▶ [What is expected] Convert the records below into a JSON list of strings, one string per line, leaving out blank lines and the pictures. Begin at the line that has "Tag the woman" and stop after the line that has "[[947, 446]]".

-- start Provided records --

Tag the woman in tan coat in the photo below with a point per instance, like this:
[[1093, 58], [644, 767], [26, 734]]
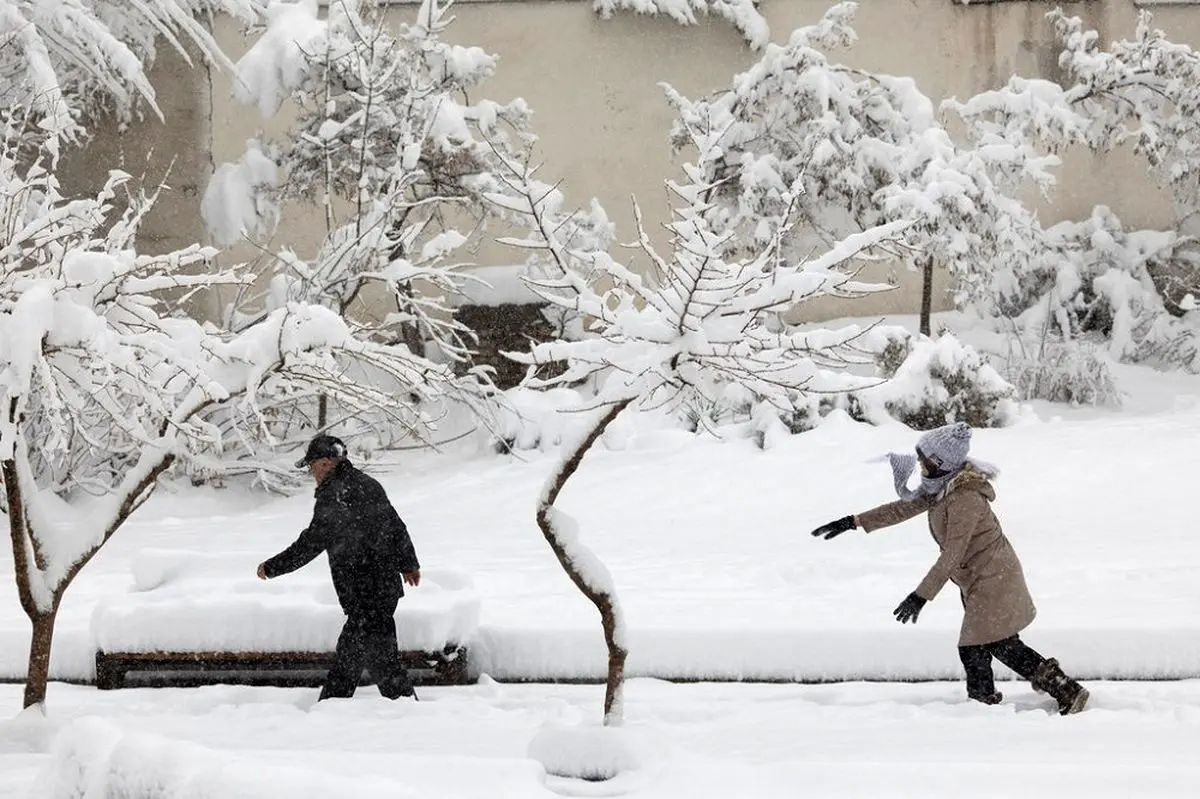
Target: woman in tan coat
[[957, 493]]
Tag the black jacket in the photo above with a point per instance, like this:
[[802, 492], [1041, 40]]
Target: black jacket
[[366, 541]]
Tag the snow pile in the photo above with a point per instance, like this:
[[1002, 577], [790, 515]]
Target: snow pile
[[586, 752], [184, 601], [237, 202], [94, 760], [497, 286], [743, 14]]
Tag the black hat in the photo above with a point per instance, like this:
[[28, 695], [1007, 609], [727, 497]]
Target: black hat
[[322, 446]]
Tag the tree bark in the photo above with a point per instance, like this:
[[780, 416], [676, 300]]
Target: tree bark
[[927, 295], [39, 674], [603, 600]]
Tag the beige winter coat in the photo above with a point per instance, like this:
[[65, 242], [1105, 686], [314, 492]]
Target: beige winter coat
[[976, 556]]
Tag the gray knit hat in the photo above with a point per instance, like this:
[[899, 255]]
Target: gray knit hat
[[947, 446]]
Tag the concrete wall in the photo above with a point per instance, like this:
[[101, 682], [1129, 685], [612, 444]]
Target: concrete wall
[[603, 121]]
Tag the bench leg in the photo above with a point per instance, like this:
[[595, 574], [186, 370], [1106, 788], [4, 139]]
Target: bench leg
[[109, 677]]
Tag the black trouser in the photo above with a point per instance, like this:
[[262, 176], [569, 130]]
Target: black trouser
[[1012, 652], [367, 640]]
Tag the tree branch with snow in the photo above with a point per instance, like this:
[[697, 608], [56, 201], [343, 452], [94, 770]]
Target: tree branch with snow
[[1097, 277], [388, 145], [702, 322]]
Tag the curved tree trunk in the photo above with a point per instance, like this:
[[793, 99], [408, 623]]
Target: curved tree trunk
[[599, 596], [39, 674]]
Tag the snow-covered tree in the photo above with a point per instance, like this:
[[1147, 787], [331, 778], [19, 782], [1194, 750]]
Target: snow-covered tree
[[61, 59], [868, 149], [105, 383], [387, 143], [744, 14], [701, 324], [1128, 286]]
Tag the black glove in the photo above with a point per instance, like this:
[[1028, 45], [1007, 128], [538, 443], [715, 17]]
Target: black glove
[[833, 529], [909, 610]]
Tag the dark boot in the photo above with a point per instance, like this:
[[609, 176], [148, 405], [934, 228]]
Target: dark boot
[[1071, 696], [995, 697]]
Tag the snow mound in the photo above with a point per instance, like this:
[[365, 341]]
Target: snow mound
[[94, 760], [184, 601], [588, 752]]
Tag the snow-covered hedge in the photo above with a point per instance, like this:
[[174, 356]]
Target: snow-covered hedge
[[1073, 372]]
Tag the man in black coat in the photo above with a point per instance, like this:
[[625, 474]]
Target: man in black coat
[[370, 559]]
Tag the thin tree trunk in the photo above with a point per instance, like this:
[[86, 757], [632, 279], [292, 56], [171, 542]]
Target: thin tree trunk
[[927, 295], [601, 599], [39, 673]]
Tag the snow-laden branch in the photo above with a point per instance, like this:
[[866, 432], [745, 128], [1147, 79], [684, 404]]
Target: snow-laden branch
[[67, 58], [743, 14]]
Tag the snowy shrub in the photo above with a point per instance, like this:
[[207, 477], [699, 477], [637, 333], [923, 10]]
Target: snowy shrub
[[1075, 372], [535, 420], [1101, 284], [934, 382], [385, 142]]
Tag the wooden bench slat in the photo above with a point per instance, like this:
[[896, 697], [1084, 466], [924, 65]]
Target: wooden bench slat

-- end Provided records --
-- start Provided records --

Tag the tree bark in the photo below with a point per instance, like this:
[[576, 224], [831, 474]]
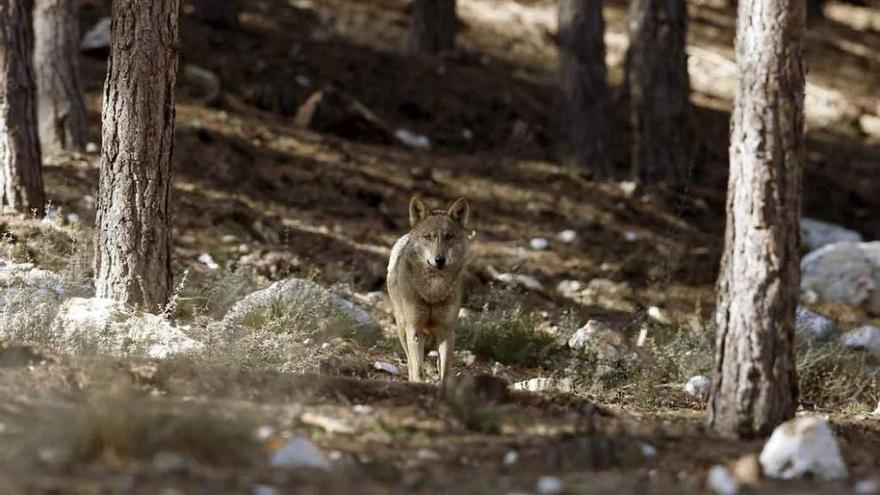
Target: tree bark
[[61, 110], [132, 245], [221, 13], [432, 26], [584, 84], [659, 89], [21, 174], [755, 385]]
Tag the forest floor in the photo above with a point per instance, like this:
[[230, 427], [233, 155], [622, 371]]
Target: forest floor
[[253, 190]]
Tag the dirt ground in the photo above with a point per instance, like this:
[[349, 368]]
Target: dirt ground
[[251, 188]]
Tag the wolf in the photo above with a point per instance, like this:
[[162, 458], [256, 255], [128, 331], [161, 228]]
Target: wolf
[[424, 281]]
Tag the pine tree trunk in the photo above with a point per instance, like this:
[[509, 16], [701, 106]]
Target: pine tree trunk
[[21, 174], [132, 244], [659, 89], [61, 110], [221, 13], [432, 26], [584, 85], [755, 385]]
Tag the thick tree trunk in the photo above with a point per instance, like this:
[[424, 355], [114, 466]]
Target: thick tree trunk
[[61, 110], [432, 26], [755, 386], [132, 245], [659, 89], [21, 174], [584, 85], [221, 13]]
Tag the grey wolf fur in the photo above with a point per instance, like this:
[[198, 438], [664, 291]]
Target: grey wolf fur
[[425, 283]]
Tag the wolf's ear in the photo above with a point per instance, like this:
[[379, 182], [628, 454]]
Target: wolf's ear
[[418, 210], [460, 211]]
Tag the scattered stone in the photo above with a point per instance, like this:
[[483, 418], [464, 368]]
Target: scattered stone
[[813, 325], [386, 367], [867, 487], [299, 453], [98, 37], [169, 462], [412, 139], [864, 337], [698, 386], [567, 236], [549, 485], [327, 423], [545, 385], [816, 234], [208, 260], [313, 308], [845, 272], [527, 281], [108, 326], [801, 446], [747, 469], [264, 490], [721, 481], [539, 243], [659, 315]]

-- end Provided records --

▶ [Solution to the exercise]
[
  "Tag the woman in tan coat in the photo below with a point per instance, like this:",
  "[[1093, 58], [644, 767], [26, 734]]",
  "Target: woman in tan coat",
  "[[957, 493]]",
  "Tag the black jacket in the photo above with a point per instance, like this:",
  "[[802, 492], [1041, 40]]",
  "Target: black jacket",
  "[[366, 541]]",
  "Tag the snow pile in the photo above with a point per instance, like this:",
  "[[1002, 577], [790, 515]]",
  "Target: snow pile",
  "[[586, 752], [184, 601], [237, 202], [94, 760], [497, 286], [743, 14]]",
  "Tag the black hat in the photo above with a point per instance, like this:",
  "[[28, 695], [1007, 609], [727, 497]]",
  "Target: black hat",
  "[[322, 446]]",
  "Tag the tree bark in the photo above with a point per instance, like this:",
  "[[780, 416], [676, 300]]",
  "Target: tree bark",
  "[[927, 295], [39, 674], [603, 600]]",
  "Tag the beige winter coat in the photo above with a point per instance, like this:",
  "[[65, 242], [1105, 686], [314, 492]]",
  "Target: beige winter coat",
  "[[976, 556]]",
  "Tag the gray knit hat in the photo above with a point per instance, like this:",
  "[[899, 255]]",
  "Target: gray knit hat",
  "[[947, 446]]"
]